:: Requirement ::
Could you quote everything in the listing below, from the line containing "the blue blouse" down to the line containing "[[124, 144]]", both lines included, word for word?

:: Source material ::

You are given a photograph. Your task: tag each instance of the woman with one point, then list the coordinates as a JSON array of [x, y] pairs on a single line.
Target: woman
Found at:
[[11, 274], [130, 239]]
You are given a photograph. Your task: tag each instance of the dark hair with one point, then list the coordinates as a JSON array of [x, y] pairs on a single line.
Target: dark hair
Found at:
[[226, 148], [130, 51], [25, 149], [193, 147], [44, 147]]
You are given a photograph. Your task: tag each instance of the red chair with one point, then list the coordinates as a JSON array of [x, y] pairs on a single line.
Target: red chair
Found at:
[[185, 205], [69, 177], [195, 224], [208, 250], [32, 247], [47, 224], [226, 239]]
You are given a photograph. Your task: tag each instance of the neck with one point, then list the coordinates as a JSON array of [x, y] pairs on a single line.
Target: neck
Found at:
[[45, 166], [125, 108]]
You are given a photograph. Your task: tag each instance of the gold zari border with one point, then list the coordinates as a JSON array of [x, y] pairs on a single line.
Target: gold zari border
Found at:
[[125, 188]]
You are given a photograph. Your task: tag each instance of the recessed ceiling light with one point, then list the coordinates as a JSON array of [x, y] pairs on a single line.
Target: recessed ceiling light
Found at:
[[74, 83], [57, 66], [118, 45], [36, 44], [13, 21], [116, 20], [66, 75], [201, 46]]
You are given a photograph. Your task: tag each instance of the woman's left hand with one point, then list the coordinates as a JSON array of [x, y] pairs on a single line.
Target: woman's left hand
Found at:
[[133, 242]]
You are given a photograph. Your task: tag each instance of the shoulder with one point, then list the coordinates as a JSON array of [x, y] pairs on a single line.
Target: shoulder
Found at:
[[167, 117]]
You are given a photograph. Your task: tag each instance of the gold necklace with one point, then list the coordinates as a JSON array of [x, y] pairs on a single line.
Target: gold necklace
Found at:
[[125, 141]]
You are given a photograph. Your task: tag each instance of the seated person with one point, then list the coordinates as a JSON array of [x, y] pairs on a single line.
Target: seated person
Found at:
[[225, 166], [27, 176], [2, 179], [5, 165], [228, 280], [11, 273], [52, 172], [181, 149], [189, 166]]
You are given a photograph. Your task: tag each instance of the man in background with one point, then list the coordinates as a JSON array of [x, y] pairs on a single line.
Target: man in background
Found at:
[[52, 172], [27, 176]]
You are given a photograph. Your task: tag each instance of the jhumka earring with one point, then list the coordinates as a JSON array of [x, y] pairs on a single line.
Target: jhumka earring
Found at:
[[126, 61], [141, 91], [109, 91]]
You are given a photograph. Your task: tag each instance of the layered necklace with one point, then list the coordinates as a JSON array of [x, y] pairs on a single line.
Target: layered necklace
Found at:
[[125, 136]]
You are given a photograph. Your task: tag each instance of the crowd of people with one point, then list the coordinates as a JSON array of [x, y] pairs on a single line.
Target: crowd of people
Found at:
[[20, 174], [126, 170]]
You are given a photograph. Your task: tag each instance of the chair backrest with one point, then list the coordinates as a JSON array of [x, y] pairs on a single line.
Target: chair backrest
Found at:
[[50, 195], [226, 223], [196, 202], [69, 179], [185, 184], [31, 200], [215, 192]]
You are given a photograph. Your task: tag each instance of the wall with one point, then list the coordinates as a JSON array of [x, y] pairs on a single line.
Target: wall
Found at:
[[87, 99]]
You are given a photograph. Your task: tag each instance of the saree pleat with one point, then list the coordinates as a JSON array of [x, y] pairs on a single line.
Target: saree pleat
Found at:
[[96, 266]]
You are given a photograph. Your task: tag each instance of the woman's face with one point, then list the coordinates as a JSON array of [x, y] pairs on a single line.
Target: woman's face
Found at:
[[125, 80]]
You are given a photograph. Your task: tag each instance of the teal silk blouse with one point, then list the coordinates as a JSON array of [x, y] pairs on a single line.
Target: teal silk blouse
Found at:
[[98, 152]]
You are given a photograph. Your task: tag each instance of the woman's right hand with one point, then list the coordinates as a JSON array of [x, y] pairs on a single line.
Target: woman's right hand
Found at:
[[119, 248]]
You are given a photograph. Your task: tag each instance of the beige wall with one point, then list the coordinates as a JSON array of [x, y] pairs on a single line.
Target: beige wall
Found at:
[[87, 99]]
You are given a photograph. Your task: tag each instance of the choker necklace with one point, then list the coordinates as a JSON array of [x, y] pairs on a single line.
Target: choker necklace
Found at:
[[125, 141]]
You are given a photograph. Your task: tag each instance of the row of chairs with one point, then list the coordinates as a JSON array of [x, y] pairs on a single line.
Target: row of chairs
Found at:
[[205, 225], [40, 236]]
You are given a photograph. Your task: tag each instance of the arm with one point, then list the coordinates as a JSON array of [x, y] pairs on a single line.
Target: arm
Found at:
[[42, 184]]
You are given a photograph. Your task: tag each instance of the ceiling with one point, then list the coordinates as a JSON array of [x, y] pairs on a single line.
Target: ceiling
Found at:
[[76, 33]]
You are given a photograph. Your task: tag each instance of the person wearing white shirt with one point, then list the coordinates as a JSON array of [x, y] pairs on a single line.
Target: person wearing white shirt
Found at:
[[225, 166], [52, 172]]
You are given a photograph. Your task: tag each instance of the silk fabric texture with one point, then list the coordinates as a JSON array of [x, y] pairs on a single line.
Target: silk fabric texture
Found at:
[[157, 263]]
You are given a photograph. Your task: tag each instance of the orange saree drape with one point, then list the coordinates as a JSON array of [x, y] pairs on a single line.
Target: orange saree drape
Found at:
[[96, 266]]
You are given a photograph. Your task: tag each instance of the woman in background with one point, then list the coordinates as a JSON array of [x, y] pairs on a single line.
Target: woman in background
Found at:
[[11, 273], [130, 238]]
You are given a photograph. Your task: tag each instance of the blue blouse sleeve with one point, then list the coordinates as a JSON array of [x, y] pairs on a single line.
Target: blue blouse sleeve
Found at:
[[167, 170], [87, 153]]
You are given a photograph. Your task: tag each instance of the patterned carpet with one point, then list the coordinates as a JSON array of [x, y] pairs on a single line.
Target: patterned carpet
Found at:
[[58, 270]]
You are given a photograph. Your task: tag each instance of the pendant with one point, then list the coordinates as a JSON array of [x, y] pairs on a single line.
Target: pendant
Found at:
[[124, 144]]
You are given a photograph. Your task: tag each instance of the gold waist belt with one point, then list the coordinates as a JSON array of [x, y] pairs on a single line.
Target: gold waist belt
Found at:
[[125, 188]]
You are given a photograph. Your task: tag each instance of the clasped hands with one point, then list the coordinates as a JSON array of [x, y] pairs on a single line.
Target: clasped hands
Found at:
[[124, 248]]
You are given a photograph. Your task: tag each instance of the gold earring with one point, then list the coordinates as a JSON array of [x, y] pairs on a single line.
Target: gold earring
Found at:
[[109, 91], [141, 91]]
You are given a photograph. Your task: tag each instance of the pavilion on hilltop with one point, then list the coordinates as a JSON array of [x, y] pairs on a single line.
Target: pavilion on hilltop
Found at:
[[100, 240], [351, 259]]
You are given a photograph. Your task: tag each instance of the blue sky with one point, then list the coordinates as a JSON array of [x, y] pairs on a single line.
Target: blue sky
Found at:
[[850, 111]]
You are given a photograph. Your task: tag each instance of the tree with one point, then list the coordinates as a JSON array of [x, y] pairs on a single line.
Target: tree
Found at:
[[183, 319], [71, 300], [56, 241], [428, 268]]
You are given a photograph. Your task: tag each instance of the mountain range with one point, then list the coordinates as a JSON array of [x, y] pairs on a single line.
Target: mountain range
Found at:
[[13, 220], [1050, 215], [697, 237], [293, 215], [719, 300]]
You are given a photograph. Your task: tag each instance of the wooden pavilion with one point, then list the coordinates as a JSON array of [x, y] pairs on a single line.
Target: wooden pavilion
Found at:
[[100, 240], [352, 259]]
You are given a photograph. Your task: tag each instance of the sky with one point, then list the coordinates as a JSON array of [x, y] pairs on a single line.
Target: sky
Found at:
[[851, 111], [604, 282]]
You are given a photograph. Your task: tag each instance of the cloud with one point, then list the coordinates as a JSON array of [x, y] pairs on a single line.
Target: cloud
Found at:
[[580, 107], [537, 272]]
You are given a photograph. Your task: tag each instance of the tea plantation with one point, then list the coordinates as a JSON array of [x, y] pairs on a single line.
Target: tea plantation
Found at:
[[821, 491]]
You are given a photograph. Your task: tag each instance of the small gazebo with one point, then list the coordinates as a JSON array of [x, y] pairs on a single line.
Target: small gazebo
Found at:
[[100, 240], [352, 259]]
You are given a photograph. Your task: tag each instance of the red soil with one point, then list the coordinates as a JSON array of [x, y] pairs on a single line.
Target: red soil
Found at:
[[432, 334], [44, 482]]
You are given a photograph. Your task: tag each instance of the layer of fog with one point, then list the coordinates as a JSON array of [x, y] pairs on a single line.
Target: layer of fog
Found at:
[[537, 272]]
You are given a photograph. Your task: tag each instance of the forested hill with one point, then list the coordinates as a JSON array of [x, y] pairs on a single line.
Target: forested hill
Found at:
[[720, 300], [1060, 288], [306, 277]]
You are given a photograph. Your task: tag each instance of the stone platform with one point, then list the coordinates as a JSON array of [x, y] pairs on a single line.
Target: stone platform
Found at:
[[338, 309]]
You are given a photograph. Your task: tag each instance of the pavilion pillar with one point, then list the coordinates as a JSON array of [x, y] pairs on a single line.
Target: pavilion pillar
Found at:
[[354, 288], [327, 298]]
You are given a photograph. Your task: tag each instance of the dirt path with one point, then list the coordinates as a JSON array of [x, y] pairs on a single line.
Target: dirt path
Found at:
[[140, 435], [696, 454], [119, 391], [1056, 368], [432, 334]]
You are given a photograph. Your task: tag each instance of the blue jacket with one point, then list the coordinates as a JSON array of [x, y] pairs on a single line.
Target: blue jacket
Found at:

:: Answer ::
You are given a photograph. Your task: tag each instance of the blue blouse sleeve with one point, then list the coordinates as a JSON array of [x, y] pairs on a single line.
Target: blue blouse sleeve
Found at:
[[167, 170], [87, 153]]
You are given a photograph. Your task: tag each instance of the patterned carpet with one point, then list the coordinates as a JSON array of [x, y] pairs on a single line.
Target: patterned carpet
Found at:
[[58, 270]]
You are given a photograph. Your task: tag each instance of the pendant with one point, then list the coordinates as a JSON array of [x, y] pairs on a single line.
Target: pendant
Found at:
[[124, 144]]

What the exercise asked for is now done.